## About this exercise
Please answer these questions about the forum thread on the injured dog:
(a) What price did the after-hours emergency vet quote?
(b) On which parts of the dog were the stitches?
(c) Which two extra costs did the owners decline?

## Page excerpt
# Holy Sheep! - Pics added =-(



## SmokinMom (Dec 4, 2008)

:holysheep: 

 

We get home from the Xmas party at hubbys work and let the dogs in.  The little one appears wet.  Upon further examination we realize he's drenched in blood.  And blood drops are getting everywhere.  We grab the paper towels, and they get soaked immediately.  This is a little daschund so he can't lose too much blood.  We wrap him in a towel and put him in his crate and hubby takes him to the after-hours emergency vet.  He just called and gave me the quote.  

$ 600.00    

What a rip off!!!  If our regular vet was open I know it would only be a fraction of the cost.   

I am pretty pissed now, we needed the $$ for xmas.  Hopefully they can set us up on a payment plan.   

I just spent an hour cleaning up blood from the floor and the sofa.  

I need a stiff drink and a big ol bowl.

Thanks for listening to me gripe.  

Added pics- he has numerous stitches on his head, ears and neck.  Look at the back door.  YIKES!  My poor baby was bleeding a long while before we got home.  Look at the splatter all over the walls and windows.  :holysheep:


----------



## umbra (Dec 4, 2008)

but how's the dog


----------



## SmokinMom (Dec 4, 2008)

He's still at the vets where he'll be spending a few hours sedated and getting numerous stitches.  We declined the extra cost to look for internal injuries and for the e collar, which we have one around here somewhere.  He will be fine, thanks for asking.

## Data provided
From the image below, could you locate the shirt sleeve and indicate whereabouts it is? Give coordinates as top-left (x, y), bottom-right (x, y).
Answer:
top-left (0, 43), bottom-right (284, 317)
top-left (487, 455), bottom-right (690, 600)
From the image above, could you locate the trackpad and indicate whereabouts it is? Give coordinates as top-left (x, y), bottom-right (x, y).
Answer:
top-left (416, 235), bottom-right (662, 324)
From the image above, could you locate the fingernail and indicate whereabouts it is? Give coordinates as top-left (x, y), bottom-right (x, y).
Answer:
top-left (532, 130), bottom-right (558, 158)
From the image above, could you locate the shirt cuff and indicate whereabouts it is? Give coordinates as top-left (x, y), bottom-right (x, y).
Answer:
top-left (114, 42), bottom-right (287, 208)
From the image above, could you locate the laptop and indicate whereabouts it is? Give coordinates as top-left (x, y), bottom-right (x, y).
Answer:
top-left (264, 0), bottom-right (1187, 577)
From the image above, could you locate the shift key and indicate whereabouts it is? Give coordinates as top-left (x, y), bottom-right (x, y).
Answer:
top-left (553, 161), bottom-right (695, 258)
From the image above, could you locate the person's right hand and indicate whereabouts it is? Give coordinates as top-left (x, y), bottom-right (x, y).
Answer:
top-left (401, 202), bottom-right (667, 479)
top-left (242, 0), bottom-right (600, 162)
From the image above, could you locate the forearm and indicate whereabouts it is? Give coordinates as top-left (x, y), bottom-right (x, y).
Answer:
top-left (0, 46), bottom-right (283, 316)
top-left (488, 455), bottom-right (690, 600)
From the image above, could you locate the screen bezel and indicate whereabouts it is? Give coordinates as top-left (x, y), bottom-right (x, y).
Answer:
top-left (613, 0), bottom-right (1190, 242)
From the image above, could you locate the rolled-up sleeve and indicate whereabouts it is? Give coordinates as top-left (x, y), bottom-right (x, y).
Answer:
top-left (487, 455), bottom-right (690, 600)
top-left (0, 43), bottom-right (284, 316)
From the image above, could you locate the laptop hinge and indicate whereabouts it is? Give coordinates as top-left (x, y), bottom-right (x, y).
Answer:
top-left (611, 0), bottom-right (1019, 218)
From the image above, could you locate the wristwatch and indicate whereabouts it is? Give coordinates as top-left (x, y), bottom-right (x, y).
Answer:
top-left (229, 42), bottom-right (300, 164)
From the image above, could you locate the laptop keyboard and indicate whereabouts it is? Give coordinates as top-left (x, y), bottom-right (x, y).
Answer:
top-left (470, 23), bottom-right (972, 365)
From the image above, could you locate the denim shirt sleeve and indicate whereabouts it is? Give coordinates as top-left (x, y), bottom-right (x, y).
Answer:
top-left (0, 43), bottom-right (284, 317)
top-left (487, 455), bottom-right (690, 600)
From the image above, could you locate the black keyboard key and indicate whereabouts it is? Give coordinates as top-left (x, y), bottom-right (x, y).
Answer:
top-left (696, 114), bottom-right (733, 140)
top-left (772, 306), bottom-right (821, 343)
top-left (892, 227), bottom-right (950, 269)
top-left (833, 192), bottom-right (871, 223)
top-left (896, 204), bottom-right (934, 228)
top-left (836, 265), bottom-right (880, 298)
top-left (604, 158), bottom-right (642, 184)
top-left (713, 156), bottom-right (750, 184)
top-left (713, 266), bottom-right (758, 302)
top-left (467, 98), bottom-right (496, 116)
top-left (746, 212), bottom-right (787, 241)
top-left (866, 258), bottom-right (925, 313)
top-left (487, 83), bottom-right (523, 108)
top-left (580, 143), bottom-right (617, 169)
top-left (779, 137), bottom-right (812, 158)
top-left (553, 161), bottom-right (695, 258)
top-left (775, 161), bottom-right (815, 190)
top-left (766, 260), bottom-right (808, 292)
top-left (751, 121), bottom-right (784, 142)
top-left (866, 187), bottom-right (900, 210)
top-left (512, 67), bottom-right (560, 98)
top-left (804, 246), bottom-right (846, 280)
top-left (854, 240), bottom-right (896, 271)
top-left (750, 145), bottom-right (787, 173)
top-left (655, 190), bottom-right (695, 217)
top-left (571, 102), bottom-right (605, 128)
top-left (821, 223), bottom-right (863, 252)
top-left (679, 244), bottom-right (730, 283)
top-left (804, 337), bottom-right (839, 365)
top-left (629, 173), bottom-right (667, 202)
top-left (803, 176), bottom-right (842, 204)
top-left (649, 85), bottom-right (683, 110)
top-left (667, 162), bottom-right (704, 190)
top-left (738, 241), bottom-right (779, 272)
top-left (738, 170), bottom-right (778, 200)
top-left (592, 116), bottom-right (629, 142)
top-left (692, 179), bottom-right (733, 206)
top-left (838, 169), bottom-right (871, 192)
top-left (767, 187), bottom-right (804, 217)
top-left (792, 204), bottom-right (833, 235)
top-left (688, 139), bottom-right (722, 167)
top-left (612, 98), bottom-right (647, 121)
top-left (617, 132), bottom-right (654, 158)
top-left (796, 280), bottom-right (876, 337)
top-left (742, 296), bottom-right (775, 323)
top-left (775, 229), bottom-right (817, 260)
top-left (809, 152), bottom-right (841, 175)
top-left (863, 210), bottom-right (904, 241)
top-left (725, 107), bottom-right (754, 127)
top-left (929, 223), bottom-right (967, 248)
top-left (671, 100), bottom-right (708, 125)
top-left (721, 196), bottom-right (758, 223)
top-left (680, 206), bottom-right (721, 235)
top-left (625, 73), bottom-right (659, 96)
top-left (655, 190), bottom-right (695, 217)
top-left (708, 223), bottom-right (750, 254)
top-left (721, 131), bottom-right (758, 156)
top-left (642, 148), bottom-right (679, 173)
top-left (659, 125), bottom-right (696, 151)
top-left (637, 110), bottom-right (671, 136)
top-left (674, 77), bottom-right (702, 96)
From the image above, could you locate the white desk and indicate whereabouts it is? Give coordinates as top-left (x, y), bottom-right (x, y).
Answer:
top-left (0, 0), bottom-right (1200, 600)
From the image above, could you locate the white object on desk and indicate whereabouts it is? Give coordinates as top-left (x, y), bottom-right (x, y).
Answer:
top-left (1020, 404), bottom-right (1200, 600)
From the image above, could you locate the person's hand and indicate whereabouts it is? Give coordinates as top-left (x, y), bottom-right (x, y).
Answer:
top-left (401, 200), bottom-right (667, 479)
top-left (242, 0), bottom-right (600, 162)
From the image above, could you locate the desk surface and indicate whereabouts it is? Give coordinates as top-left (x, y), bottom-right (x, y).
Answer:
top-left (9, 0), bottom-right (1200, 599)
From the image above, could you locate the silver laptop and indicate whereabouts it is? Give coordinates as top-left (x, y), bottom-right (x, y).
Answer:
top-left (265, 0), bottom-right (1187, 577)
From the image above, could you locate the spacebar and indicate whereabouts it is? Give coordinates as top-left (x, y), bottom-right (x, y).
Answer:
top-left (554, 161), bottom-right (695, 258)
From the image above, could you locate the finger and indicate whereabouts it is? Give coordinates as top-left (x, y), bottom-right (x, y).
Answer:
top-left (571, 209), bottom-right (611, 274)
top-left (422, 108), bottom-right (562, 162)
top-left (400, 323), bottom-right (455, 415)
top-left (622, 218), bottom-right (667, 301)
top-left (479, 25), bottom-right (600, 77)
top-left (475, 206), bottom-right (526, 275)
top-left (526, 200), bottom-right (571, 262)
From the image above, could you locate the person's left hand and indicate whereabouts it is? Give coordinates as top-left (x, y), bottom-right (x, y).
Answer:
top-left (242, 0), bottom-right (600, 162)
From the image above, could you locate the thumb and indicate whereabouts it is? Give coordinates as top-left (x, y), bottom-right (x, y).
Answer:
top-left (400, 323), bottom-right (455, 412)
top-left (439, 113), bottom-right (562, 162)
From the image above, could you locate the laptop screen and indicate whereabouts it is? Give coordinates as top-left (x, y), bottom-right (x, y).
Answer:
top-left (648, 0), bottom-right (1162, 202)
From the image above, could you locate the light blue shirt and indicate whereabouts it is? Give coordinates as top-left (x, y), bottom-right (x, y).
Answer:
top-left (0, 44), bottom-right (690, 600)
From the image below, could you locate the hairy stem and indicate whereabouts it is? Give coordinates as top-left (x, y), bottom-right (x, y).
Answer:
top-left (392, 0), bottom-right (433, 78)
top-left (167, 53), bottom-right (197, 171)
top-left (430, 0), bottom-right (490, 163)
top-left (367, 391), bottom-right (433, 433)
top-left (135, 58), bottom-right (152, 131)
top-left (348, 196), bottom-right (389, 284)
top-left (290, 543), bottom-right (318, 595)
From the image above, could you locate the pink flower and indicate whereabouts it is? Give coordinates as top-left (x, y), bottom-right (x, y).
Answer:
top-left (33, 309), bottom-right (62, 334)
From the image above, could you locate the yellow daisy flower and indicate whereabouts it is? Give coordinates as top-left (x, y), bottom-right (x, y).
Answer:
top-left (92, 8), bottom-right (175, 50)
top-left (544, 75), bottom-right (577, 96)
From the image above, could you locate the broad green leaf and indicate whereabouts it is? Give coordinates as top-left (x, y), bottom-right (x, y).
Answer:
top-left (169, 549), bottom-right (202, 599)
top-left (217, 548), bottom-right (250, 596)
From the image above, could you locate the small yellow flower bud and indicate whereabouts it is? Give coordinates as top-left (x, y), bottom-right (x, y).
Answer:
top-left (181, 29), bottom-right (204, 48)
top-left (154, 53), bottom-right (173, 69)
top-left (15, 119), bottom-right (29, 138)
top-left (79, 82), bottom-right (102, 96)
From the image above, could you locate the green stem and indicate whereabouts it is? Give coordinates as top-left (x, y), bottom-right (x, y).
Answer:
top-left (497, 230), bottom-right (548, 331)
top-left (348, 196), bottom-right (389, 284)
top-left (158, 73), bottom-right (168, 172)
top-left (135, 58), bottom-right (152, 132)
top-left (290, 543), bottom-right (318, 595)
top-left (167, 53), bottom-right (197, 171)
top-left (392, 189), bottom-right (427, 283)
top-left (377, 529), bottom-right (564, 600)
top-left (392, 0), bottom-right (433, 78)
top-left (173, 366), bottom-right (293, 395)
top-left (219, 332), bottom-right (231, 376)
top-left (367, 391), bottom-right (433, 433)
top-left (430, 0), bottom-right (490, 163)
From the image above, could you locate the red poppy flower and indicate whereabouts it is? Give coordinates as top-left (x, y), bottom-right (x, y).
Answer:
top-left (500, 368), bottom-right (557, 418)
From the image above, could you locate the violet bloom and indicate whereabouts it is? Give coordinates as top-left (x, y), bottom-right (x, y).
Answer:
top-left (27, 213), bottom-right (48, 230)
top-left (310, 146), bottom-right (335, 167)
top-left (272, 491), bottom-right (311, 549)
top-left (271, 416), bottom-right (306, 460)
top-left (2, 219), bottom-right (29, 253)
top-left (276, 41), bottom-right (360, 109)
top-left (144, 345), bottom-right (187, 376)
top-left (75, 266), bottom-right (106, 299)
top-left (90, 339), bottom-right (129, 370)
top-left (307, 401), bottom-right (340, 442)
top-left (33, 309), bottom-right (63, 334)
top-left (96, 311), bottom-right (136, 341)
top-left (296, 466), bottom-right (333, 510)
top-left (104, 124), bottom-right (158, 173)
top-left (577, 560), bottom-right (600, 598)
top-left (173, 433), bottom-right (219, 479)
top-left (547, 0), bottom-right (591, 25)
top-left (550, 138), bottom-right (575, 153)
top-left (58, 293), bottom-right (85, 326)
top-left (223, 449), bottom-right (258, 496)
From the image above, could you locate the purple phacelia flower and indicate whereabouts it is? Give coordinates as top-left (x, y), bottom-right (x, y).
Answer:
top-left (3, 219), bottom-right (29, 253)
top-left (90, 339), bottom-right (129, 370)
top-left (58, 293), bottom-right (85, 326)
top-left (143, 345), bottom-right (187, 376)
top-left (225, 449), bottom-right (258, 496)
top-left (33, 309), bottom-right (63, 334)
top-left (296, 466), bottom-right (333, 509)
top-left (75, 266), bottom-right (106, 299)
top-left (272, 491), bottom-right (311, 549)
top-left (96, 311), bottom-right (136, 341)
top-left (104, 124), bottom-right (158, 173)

## Exercise solution
(a) $600.00
(b) His head, ears and neck.
(c) Looking for internal injuries, and the e collar.